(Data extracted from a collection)
BEGIN
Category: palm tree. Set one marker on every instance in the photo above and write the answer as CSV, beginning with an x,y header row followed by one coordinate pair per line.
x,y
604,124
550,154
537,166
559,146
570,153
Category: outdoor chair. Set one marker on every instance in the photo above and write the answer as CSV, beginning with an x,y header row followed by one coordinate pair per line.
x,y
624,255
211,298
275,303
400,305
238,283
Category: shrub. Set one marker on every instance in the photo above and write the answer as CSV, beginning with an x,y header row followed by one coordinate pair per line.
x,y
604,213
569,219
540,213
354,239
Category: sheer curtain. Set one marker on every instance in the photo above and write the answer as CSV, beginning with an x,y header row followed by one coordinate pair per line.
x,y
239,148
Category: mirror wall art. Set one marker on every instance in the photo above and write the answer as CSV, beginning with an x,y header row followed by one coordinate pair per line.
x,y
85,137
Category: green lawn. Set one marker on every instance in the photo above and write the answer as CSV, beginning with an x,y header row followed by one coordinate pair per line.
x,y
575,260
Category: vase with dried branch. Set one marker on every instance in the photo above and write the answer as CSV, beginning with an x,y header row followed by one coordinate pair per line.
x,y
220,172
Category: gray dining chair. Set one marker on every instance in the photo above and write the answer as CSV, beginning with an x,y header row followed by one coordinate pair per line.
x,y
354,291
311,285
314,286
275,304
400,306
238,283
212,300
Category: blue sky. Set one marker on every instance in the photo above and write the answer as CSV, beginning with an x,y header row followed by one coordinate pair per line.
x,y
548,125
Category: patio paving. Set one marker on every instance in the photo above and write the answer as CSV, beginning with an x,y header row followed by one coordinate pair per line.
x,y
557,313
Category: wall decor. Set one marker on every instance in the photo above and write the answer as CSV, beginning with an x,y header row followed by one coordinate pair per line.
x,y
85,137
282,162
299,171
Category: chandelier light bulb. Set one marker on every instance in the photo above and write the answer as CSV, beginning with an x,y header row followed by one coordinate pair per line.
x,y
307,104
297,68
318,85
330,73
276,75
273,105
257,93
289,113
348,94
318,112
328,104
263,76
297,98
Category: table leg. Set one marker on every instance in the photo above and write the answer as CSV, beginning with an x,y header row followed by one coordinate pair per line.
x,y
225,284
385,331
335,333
END
**GOAL OF THE EXERCISE**
Could you copy out the whole listing above line for line, with every character unchanged?

**TASK RESPONSE**
Category: palm tree. Set one marker on every instance in the photo above and write the answer as CSV, beginning with an x,y header row followed by one coordinate pair per line.
x,y
604,124
550,154
537,166
559,146
570,153
Category: outdoor chair. Set one marker on every instance in the photo above and write the answer as CSV, beginning with an x,y header row followed by one coordinate pair per line.
x,y
624,255
211,298
275,303
400,305
238,283
Category: shrub. Set one marker on every instance in the photo above and write the answer as CSV, beginning with an x,y header row followed by one coordinate pair per line.
x,y
604,213
569,219
540,213
354,239
Category: sheer curtain. Set one marker on every instance in the photo above and write the answer as CSV, beginning with an x,y header row followed by one coordinate pair per line.
x,y
239,148
Category: mirror wall art. Set one marker on every instance in the photo above and write the answer as CSV, beginning with an x,y header row followed by one coordinate pair per line.
x,y
85,137
Category: green lawn. Set one marker on every instance in the photo above and write the answer as CSV, beginning with an x,y header row followed by one coordinate pair per line.
x,y
575,260
Category: vase with dried branch. Set one marker on every instance in the photo above and write the answer as CSV, beginning with an x,y header row followed by one coordinate pair per line.
x,y
220,172
Category: gray dining chair. Set one marker on every instance in the photo above and write the answer as CSV, beginning with an x,y header row followed by one coordinate pair per line.
x,y
354,291
311,285
314,286
275,304
400,306
238,283
212,300
Category: blue sky. Set one marker on every instance in the photo above and write the answer as CSV, beginning with an x,y header row followed by one coordinate pair per line.
x,y
548,125
Category: patio paving. Set one marker on every instance in the photo above and write the answer as CSV, beginning with an x,y header row followed by one coordinate pair per line.
x,y
557,313
Category: wall decor. Set one marker on every instance in the photo above and write the answer as CSV, beginning with an x,y header row followed by one coordinate pair per line.
x,y
85,137
282,162
299,171
Category: chandelier light bulb. Set one marker on every instance in the photo above and write the answer as CSV, beginning with an x,y header row followed by one coordinate pair per line.
x,y
307,104
297,68
318,85
330,73
276,75
273,105
257,93
289,113
348,94
318,112
328,104
263,76
297,98
Category: table leg. Set one marker on every instance in the photo above and write the answer as CSV, beginning with an x,y header row followed by one coordinate pair per line.
x,y
225,284
385,331
335,333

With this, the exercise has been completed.